◆ Exercise objective
Extend the Essar v Norscot briefing on recovering third-party funding costs, picking up right after its final sentence.

◆ Text to read
The full transcript of the court's recent decision in Essar v Norscot is not yet available but the High Court of England & Wales appears to have made a 'giant leap' on the recovery of litigation funding in the context of arbitration. This briefing is informed by 4 New Square's briefing on the case (in which they acted).


Following a dispute relating to an operation management agreement relating to an offshore drilling platform, an ICC arbitration was commenced by Essar Oilfield Services Limited (Essar) against Norscot Rig Management Pvt Limited (Norscot). A sole arbitration awarded damages and sums due under the agreement totaling over USD 12 million in Norscot's favour. The arbitrator criticised Essar's counsel's conduct and awarded costs on an indemnity basis including GBP 1.94 million to a third party funder which had funded Norscot's defence. The arbitrator found that Essar had deliberately put Norscot in a position where it could not fund the arbitration out of its own resources and it had been reasonable for Norscot to seek and obtain litigation funding. The funding was for GBP 647,000 on terms that if Norscot was successful it would pay 300% of the amount advanced or 35% of the amount recovered. The arbitrator found this to be standard terms in the market.

Essar applied to the High Court for:

  • Clarification of the basis of the costs award and the arbitrator's powers under Arbitration Act 1996 (AA 1996), s 59(1)(c) and 63(3) and the applicable ICC Rules
  • Challenge under AA 1996, s 68 on grounds of serious irregularity alleging excess of power since 'other costs' in AA 1996, s 59 (1)(c) did not include the costs of third party funding.

Under AA 1996, s 63(3), 'the tribunal may determine by award the recoverable costs of the arbitration on such basis as it thinks fit'. Costs are defined in AA 1996, s 59(1) as "(a) the arbitrators' fees and expenses (b) the fees and expenses of any arbitral institution concerned, and (c) the legal and other costs of the parties". Article 37 of the ICC rules broadly reflects AA 1996, s 59.

Decision of the High Court

Judge Waksman QC in the High Court dismissed the appeal holding that third party costs were recoverable in principle pursuant to AA 1996, 59(1)(c) of the Arbitration Act 1996 and Article 31(1) of the ICC Rules.  He accepted that  the terms of s.59(1)(c) including the phrase "legal and other costs" was wide enough to include the recovery of third party funding costs.

◆ Supplied information
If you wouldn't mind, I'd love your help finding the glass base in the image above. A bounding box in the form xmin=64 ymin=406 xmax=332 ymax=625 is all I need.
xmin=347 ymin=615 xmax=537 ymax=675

◆ Reply
Until the full judgment is available it is not possible to fully consider the implications of this case. It may also be that the decision is appealed. That said, it opens a very interesting debate (not for the first time) and third party funding in arbitration, for example:

  • If the tribunal's decision is based upon disapproval of Essar's conduct, that may understandably lead to indemnity costs but to extend to the costs of third party funding is a major step-is this welcome or unwelcome though?  
  • Again, if the tribunal's decision is based upon Essar leaving Norscot no option but to seek funding what is the position where a party chooses rather than is forced to seek funding – is it for the tribunal to judge the funded parties' motivations? How could it do so without detailed due diligence and/or disclosure? What does 'forced to seek funding' mean, would it only come into play where a respondent party would be faced with immediate insolvency or would the litigation impeding developments or future projects be sufficient?
  • If the tribunal is willing to award third party funders' success fees, what impact does this have on the Arkin cap in respect of funder's potential liability for costs?

We look forward to being able to conduct a full analysis of the case and its potential impact for funded parties.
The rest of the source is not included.